This chapter describes Scheme 48’s interface to the POSIX C calls . Scheme versions of most of the functions in POSIX are provided. Both the interface and implementation are new and are likely to change in future releases. Section 9.10 lists which Scheme functions call which C functions.
Scheme 48’s POSIX interface will likely change significantly in the future. The implementation is new and may have significant bugs.
The POSIX bindings are available in several structures:
Scheme 48’s POSIX interface differs from Scsh’s [11, 12] in several ways. The interface here lacks Scsh’s high-level constructs and utilities, such as the process notation, awk procedure, and parsing utilities. Scheme 48 uses distinct types for some values that Scsh leaves as symbols or unboxed integers; these include file types, file modes, and user and group ids. Many of the names and other interface details are different, as well.
The procedures described in this section control the creation of processes and the execution of programs. They are in the structures posix-process and posix.
Fork creates a new child process and returns the child’s process-id in the parent and #f in the child. Fork-and-forget calls thunk in a new process; no process-id is returned. Fork-and-forget uses an intermediate process to avoid creating a zombie process.
Process-id? is a predicate for process-ids, process-id=? compares two to see if they are the same, and process-id-uid returns the actual Unix id. Process-id->integer and integer->process-id convert process ids to and from integers.
If a process terminates normally process-id-exit-status will return its exit status. If the process is still running or was terminated by a signal then process-id-exit-status will return #f. Similarly, if a child process was terminated by a signal process-id-terminating-signal will return that signal and will return #f if the process is still running or terminated normally. Wait-for-child-process blocks until the child process terminates. Scheme 48 may reap child processes before the user requests their exit status, but it does not always do so.
Terminates the current process with the integer status as its exit status.
All of these replace the current program with a new one. They differ in how the new program is found, what its environment is, and what arguments it is passed. Exec and exec-with-environment look up the new program in the search path, while exec-file and exec-file-with-environment execute a particular file. The environment is either inherited from the current process (exec and exec-file) or given as an argument (...-with-environment). Program-name and filename and any argi should be os-string-thing arguments (see section 5.15. Env should be a list of os-string-thing arguments of the form "name=value". The first four procedures add their first argument, program-name or filename, before the arg0 ... arguments.
Exec-with-alias is an omnibus procedure that subsumes the other four. Name is looked up in the search path if lookup? is true and is used as a filename otherwise. Maybe-env is either a list of os-string-things for the environment of the new program or #f in which case the new program inherits its environment from the current one. Arguments should be a list of os-string-things; unlike with the other four procedures, name is not added to this list (hence -with-alias).

Directive 1: Rewrite the paragraph of the POSIX interface chapter that begins "Scheme 48's POSIX interface differs from Scsh's" as a short bulleted list, keeping its main facts.
Directive 2: Translate this sentence from the POSIX interface chapter into Spanish: "Fork-and-forget uses an intermediate process to avoid creating a zombie process."
Directive 3: According to the POSIX interface chapter, what does fork return in the child process?
Rely only on the POSIX interface chapter when answering.

Raw data:

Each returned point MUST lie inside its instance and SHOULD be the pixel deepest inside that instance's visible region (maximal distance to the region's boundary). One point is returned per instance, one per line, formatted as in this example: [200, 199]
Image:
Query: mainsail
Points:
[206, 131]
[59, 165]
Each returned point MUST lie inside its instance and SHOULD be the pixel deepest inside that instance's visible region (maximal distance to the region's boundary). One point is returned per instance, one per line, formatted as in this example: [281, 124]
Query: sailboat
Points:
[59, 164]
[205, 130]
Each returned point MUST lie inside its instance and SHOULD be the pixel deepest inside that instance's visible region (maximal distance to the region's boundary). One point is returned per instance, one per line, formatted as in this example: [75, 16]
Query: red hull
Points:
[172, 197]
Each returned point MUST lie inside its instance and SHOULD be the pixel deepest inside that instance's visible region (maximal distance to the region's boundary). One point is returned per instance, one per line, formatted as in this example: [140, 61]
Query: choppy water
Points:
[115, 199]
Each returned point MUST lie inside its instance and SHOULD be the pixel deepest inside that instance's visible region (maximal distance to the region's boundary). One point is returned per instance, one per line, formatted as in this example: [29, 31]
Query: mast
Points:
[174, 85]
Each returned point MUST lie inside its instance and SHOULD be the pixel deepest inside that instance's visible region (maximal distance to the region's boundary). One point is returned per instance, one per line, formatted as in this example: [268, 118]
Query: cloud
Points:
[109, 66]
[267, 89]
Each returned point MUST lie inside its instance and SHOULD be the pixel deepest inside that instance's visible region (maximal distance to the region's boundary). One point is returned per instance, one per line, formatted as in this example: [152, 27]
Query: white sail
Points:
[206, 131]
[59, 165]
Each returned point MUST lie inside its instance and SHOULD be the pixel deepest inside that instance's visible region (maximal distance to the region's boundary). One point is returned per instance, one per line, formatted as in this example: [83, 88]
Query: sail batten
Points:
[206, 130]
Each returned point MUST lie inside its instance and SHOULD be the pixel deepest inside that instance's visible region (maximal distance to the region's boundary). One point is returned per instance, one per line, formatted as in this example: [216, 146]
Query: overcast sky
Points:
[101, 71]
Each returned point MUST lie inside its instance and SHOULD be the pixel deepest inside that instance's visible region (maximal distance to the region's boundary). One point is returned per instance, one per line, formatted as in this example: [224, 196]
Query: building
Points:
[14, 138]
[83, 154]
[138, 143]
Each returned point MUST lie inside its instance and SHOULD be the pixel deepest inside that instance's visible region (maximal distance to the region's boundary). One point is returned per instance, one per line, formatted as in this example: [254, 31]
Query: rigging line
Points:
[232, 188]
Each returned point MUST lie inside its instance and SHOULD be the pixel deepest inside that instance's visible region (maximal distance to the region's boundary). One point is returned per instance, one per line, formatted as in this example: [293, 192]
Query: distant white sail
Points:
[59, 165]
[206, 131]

--

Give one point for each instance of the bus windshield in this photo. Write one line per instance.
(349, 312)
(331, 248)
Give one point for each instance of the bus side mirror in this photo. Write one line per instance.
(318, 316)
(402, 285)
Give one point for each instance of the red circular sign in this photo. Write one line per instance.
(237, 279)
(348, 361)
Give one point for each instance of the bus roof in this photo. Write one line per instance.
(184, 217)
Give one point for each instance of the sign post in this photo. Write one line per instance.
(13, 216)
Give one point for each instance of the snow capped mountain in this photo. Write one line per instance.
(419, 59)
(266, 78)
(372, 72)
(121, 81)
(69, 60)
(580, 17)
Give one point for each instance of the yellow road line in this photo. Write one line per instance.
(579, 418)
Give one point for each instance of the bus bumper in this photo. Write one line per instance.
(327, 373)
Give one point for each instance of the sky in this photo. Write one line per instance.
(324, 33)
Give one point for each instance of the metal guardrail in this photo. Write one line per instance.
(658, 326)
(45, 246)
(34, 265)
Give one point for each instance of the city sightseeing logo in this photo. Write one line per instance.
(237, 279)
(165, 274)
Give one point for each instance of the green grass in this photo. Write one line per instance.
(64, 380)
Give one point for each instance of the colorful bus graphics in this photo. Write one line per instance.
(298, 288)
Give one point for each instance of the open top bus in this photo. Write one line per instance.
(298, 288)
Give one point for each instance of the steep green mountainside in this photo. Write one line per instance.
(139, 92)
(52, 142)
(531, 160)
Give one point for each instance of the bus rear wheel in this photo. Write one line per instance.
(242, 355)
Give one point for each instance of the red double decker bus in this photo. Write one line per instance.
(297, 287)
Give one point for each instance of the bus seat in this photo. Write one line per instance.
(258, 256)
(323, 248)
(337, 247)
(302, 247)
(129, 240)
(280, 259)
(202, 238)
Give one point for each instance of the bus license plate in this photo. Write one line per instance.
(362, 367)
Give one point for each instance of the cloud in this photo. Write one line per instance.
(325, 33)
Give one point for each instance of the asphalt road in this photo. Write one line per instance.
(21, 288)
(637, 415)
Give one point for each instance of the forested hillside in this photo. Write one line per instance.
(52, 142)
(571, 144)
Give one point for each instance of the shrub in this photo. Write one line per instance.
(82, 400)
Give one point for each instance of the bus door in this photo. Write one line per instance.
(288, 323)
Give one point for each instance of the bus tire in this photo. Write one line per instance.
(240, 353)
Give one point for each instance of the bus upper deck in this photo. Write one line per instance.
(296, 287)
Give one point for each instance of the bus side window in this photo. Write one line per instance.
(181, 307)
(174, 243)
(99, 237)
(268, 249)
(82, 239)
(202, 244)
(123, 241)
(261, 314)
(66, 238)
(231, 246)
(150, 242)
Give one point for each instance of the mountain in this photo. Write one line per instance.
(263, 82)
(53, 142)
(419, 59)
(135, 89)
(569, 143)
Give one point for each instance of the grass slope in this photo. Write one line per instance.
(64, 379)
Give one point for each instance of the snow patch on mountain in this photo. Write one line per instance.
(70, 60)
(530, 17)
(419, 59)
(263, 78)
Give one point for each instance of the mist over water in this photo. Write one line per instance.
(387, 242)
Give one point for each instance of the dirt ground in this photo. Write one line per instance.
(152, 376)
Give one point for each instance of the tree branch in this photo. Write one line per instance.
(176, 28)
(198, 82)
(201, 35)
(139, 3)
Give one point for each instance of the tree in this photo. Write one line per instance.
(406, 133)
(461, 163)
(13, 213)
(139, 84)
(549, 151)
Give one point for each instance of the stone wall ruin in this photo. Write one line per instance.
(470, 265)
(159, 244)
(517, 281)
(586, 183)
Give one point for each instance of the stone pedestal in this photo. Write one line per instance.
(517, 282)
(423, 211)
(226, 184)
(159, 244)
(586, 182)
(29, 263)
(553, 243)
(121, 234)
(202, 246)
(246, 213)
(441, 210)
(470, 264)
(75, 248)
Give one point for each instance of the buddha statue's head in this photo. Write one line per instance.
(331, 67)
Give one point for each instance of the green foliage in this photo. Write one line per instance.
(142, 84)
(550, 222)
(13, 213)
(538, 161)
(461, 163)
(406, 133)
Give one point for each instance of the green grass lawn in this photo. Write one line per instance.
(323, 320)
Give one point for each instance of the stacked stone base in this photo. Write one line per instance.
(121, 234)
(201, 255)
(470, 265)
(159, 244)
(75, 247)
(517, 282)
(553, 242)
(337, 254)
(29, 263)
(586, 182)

--

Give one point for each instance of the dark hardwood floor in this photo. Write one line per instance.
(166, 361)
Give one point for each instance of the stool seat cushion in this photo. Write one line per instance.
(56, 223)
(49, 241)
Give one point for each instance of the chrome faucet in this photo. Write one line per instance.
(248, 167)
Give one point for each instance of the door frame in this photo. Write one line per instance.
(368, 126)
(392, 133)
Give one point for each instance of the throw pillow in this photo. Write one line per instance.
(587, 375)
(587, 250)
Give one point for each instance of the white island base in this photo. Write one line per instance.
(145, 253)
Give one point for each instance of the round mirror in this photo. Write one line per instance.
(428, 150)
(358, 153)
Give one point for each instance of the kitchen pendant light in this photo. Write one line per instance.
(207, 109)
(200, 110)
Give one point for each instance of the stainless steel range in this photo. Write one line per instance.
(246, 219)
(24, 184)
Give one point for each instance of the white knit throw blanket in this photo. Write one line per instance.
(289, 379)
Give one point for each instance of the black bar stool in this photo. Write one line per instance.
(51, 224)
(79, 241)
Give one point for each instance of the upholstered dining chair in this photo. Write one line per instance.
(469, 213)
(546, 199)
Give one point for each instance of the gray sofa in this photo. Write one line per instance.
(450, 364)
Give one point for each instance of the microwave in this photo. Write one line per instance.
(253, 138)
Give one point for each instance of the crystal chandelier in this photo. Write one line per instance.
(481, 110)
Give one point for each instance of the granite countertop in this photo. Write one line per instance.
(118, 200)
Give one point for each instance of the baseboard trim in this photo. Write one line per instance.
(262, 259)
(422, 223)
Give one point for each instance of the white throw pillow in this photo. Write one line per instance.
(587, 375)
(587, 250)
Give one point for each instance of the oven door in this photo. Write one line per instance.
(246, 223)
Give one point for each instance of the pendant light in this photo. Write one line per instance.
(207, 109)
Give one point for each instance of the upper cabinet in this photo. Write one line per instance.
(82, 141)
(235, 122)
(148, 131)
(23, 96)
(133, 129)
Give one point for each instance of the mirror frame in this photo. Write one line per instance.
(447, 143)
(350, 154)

Exercise solution 1:
Ways Scheme 48's POSIX interface differs from Scsh's:
- It lacks Scsh's high-level constructs and utilities, such as the process notation, the awk procedure, and parsing utilities.
- It uses distinct types for some values that Scsh leaves as symbols or unboxed integers, including file types, file modes, and user and group ids.
- Many names and other interface details are also different.

Exercise solution 2: Fork-and-forget utiliza un proceso intermedio para evitar la creación de un proceso zombi.

Exercise solution 3: It returns #f.